- _DOCUMENT PASSAGE_
== == ==

NOTES TO CONDENSED CONSOLIDATED FINANCIAL STATEMENTS (UNAUDITED)

September 30, 2009

Note 1: Summary of Significant Accounting Policies

Basis of Presentation

The unaudited financial statements of Orrstown Financial Services, Inc. (the Company) and its subsidiary are presented at and for the three and nine months ended September 30, 2009 and 2008 and have been prepared in accordance with accounting principles generally accepted in the United States for interim financial information and instructions to Form 10-Q. Accordingly, they do not include all of the information and footnotes required by accounting principles generally accepted in the United States for complete financial statements. However, unaudited information reflects all adjustments (consisting solely of normal recurring adjustments) that are, in the opinion of management, necessary for a fair presentation of the financial position, results of operations and cash flows for the interim period. Information presented at December 31, 2008 is condensed from audited year-end financial statements. For further information, refer to the audited consolidated financial statements and footnotes thereto, included in the annual report on Form 10-K for the year ended December 31, 2008.

Operating

Orrstown Financial Services, Inc. is a financial holding company including its wholly-owned subsidiary, Orrstown Bank. All significant intercompany transactions and accounts have been eliminated. Operating results for the three and nine months ended September 30, 2009 are not necessarily indicative of the results that may be expected for the year ending December 31, 2009.

Cash Flows

For purposes of the Statements of Cash Flows, cash and cash equivalents include Cash and due from banks and Federal funds sold. As permitted by Statement of Financial Accounting Standards No. 104, the Company has elected to present the net increase or decrease in deposits with banks, loans and deposits in the Statement of Cash Flows.

== == ==

- _SUPPLIED RECORDS_
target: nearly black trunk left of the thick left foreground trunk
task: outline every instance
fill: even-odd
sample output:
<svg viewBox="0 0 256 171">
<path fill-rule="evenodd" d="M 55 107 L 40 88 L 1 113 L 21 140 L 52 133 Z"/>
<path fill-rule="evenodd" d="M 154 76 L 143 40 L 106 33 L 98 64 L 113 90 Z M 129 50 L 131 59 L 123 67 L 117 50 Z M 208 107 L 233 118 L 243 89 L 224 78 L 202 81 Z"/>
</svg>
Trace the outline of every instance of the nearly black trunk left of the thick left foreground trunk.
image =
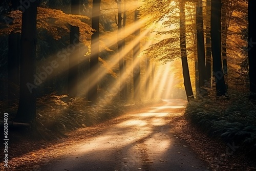
<svg viewBox="0 0 256 171">
<path fill-rule="evenodd" d="M 18 1 L 11 0 L 11 9 L 17 10 Z M 20 34 L 11 33 L 8 37 L 8 103 L 17 99 L 16 87 L 19 85 Z"/>
</svg>

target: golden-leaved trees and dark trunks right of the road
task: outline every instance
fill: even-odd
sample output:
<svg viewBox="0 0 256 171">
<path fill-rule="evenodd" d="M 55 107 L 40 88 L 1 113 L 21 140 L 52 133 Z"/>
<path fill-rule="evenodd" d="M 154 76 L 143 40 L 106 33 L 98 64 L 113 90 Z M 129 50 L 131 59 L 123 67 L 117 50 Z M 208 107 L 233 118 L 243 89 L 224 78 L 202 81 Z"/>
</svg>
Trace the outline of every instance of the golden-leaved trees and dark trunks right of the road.
<svg viewBox="0 0 256 171">
<path fill-rule="evenodd" d="M 164 28 L 176 26 L 167 31 L 159 31 L 159 35 L 170 36 L 149 48 L 147 54 L 163 61 L 174 60 L 181 56 L 188 99 L 194 98 L 190 81 L 191 73 L 187 63 L 191 58 L 195 61 L 196 67 L 194 70 L 197 95 L 207 96 L 208 90 L 215 87 L 217 96 L 228 96 L 229 86 L 238 84 L 234 82 L 235 80 L 244 82 L 248 80 L 249 98 L 255 99 L 253 76 L 255 61 L 252 57 L 255 56 L 253 50 L 255 24 L 251 19 L 254 15 L 252 10 L 255 7 L 254 2 L 229 0 L 143 2 L 146 5 L 142 7 L 142 17 L 154 15 L 151 23 L 164 20 Z M 158 11 L 147 14 L 147 11 L 157 4 Z M 180 48 L 174 46 L 176 44 L 180 44 Z M 165 47 L 168 53 L 160 55 L 157 52 L 159 46 Z M 189 56 L 190 59 L 187 53 L 192 54 Z"/>
</svg>

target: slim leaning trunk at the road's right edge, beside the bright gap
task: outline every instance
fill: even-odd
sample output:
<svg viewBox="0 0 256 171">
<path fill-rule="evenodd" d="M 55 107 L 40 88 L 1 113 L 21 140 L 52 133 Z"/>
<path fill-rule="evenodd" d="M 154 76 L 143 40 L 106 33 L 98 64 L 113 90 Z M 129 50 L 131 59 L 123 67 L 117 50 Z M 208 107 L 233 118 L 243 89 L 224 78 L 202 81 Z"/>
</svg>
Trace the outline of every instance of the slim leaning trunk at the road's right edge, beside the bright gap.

== == ==

Write out the notes to Orrstown Financial Services' condensed consolidated financial statements word for word, in full.

NOTES TO CONDENSED CONSOLIDATED FINANCIAL STATEMENTS (UNAUDITED)

September 30, 2009

Note 1: Summary of Significant Accounting Policies

Basis of Presentation

The unaudited financial statements of Orrstown Financial Services, Inc. (the Company) and its subsidiary are presented at and for the three and nine months ended September 30, 2009 and 2008 and have been prepared in accordance with accounting principles generally accepted in the United States for interim financial information and instructions to Form 10-Q. Accordingly, they do not include all of the information and footnotes required by accounting principles generally accepted in the United States for complete financial statements. However, unaudited information reflects all adjustments (consisting solely of normal recurring adjustments) that are, in the opinion of management, necessary for a fair presentation of the financial position, results of operations and cash flows for the interim period. Information presented at December 31, 2008 is condensed from audited year-end financial statements. For further information, refer to the audited consolidated financial statements and footnotes thereto, included in the annual report on Form 10-K for the year ended December 31, 2008.

Operating

Orrstown Financial Services, Inc. is a financial holding company including its wholly-owned subsidiary, Orrstown Bank. All significant intercompany transactions and accounts have been eliminated. Operating results for the three and nine months ended September 30, 2009 are not necessarily indicative of the results that may be expected for the year ending December 31, 2009.

Cash Flows

For purposes of the Statements of Cash Flows, cash and cash equivalents include Cash and due from banks and Federal funds sold. As permitted by Statement of Financial Accounting Standards No. 104, the Company has elected to present the net increase or decrease in deposits with banks, loans and deposits in the Statement of Cash Flows.